Actions to take =>
A – From the article on Kubernetes image volumes, extract the part that opens with the words containing "The Kubernetes community is moving" and closes with "focus on AI/ML.", copying it word for word.
B – According to the article on Kubernetes image volumes, on which two components must the ImageVolume feature gate be enabled for the feature to work?
C – Summarize the article on Kubernetes image volumes in two sentences.

━━ Selected passage ━━

The Kubernetes community is moving towards fulfilling more Artificial
Intelligence (AI) and Machine Learning (ML) use cases in the future. While the
project has been designed to fulfill microservice architectures in the past,
it’s now time to listen to the end users and introduce features which have a
stronger focus on AI/ML.
One of these requirements is to support Open Container Initiative (OCI)
compatible images and artifacts (referred as OCI objects) directly as a native
volume source. This allows users to focus on OCI standards as well as enables
them to store and distribute any content using OCI registries. A feature like
this gives the Kubernetes project a chance to grow into use cases which go
beyond running particular images.
Given that, the Kubernetes community is proud to present a new alpha feature
introduced in v1.31: The Image Volume Source
(KEP-4639). This feature allows users to specify an
image reference as volume in a pod while reusing it as volume mount within
containers:
…
kind: Pod
spec:
containers:
- …
volumeMounts:
- name: my-volume
mountPath: /path/to/directory
volumes:
- name: my-volume
image:
reference: my-image:tag
The above example would result in mounting my-image:tag to
/path/to/directory in the pod’s container.
Use cases
The goal of this enhancement is to stick as close as possible to the existing
container image implementation within the
kubelet, while introducing a new API surface to allow more extended use cases.
For example, users could share a configuration file among multiple containers in
a pod without including the file in the main image, so that they can minimize
security risks and the overall image size. They can also package and distribute
binary artifacts using OCI images and mount them directly into Kubernetes pods,
so that they can streamline their CI/CD pipeline as an example.
Data scientists, MLOps engineers, or AI developers, can mount large language
model weights or machine learning model weights in a pod alongside a
model-server, so that they can efficiently serve them without including them in
the model-server container image. They can package these in an OCI object to
take advantage of OCI distribution and ensure efficient model deployment. This
allows them to separate the model specifications/content from the executables
that process them.
Another use case is that security engineers can use a public image for a malware
scanner and mount in a volume of private (commercial) malware signatures, so
that they can load those signatures without baking their own combined image
(which might not be allowed by the copyright on the public image). Those files
work regardless of the OS or version of the scanner software.
But in the long term it will be up to you as an end user of this project to
outline further important use cases for the new feature.
SIG Node
is happy to retrieve any feedback or suggestions for further enhancements to
allow more advanced usage scenarios. Feel free to provide feedback by either
using the Kubernetes Slack (#sig-node)
channel or the SIG Node mailinglist.
Detailed example
The Kubernetes alpha feature gate ImageVolume
needs to be enabled on the API Server
as well as the kubelet
to make it functional. If that’s the case and the container runtime
has support for the feature (like CRI-O ≥ v1.31), then an example pod.yaml
like this can be created:
apiVersion: v1
kind: Pod
metadata:
name: pod
spec:
containers:
- name: test
image: registry.k8s.io/e2e-test-images/echoserver:2.3
volumeMounts:
- name: volume
mountPath: /volume
volumes:
- name: volume
image:
reference: quay.io/crio/artifact:v1
pullPolicy: IfNotPresent
The pod declares a new volume using the image.reference of
quay.io/crio/artifact:v1, which refers to an OCI object containing two files.

━━━
━━ Stored records ━━

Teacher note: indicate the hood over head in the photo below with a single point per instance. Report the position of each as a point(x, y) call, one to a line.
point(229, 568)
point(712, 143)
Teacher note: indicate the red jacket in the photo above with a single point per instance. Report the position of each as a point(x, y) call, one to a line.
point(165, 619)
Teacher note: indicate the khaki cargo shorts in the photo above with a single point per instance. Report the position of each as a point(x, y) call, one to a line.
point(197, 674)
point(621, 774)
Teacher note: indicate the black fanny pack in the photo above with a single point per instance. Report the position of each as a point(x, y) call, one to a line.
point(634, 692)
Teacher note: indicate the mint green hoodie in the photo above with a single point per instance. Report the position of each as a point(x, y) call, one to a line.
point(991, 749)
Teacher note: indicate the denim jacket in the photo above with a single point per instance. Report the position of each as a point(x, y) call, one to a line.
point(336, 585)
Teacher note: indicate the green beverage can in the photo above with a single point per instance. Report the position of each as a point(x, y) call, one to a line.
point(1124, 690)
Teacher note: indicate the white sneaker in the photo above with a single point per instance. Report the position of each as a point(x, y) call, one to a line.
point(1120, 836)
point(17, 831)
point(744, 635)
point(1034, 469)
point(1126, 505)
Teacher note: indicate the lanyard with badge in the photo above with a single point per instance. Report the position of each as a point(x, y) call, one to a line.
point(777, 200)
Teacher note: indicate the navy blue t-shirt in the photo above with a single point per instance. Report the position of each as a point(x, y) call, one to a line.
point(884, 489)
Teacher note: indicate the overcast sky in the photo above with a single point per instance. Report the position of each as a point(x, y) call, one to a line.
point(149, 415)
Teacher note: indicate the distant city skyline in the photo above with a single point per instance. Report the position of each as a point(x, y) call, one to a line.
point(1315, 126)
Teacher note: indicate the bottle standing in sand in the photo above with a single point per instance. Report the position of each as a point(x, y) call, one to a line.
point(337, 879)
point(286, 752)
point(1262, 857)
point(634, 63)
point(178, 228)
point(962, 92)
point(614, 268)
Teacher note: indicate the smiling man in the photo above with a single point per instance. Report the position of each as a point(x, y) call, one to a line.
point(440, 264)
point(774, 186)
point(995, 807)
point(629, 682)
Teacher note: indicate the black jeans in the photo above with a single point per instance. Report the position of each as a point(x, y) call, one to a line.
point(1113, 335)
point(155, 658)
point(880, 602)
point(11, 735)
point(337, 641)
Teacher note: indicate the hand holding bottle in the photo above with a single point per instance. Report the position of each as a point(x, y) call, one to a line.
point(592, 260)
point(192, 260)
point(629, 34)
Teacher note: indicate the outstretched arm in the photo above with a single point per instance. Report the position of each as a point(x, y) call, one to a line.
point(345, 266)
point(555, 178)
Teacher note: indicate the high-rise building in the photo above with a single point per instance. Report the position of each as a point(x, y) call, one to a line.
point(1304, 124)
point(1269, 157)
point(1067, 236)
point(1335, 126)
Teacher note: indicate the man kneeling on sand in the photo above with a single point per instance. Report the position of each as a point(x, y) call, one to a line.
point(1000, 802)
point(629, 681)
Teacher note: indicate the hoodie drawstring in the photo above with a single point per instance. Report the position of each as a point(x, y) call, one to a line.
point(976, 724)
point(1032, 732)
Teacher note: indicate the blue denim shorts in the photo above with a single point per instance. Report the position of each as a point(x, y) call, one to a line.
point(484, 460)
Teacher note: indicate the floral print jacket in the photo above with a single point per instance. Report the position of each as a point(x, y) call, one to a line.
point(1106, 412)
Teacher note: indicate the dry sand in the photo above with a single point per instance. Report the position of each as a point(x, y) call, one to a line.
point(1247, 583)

━━━

Responses =>
A –
The Kubernetes community is moving towards fulfilling more Artificial
Intelligence (AI) and Machine Learning (ML) use cases in the future. While the
project has been designed to fulfill microservice architectures in the past,
it’s now time to listen to the end users and introduce features which have a
stronger focus on AI/ML.

B – It must be enabled on the API Server and on the kubelet.

C – Kubernetes v1.31 introduces the Image Volume Source as an alpha feature, which lets users specify an OCI image or artifact as a volume in a pod and mount it into containers. Use cases include sharing configuration files among containers, distributing binary artifacts, and mounting model weights or private malware signatures without building them into the main image, and the feature requires the ImageVolume feature gate on the API Server and kubelet plus a supporting container runtime such as CRI-O v1.31 or later.